__WHAT TO WORK ON__. How many lines of the items below contain the string "beige", with case counting? Reply with the number alone.

## Start PROVIDED MATERIAL

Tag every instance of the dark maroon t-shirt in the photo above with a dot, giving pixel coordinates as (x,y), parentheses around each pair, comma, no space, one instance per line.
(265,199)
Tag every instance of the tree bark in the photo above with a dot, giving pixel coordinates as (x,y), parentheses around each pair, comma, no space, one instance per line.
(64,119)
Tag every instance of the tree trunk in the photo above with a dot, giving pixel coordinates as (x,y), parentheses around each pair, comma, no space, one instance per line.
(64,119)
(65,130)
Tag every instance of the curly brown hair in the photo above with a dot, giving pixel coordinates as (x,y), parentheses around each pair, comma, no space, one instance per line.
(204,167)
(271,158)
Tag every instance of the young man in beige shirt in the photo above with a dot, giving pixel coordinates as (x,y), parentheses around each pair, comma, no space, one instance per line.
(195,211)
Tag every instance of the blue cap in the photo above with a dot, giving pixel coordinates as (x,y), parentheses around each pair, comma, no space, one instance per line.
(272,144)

## End PROVIDED MATERIAL
## Start PROVIDED MATERIAL

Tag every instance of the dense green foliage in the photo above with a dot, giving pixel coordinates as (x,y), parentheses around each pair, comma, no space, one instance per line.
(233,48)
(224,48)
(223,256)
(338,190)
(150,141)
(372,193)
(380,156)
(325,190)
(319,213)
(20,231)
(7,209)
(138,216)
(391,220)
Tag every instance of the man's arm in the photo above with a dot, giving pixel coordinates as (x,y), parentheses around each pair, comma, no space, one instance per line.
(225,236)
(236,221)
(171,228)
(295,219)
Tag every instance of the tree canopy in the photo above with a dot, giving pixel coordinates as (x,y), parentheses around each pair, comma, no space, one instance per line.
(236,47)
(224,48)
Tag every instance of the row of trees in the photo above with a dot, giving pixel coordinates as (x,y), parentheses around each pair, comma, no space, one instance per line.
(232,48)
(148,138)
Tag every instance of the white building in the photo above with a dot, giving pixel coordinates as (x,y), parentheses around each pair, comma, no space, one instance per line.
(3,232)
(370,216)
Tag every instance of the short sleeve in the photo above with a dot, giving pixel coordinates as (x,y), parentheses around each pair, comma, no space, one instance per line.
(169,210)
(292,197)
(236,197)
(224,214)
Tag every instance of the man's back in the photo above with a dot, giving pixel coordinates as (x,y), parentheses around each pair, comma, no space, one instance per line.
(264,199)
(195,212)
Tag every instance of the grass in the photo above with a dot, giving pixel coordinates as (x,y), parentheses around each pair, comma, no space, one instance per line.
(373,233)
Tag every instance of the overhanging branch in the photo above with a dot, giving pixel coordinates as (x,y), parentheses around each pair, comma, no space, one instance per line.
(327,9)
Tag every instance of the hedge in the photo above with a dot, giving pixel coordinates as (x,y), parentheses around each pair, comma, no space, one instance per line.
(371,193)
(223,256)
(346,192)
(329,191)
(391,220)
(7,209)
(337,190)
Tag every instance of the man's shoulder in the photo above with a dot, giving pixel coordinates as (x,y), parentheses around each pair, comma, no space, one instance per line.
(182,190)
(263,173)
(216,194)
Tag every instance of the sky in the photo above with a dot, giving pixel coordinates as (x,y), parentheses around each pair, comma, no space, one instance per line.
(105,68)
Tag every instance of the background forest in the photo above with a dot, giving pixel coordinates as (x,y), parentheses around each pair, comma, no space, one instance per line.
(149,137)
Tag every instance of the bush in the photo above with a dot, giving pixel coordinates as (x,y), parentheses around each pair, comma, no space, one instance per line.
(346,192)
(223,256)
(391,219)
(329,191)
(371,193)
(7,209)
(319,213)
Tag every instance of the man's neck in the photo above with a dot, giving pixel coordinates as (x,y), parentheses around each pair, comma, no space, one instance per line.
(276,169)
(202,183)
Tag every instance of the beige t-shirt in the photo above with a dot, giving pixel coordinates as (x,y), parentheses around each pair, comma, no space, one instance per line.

## End PROVIDED MATERIAL

__ANSWER FOR THE TASK__. 2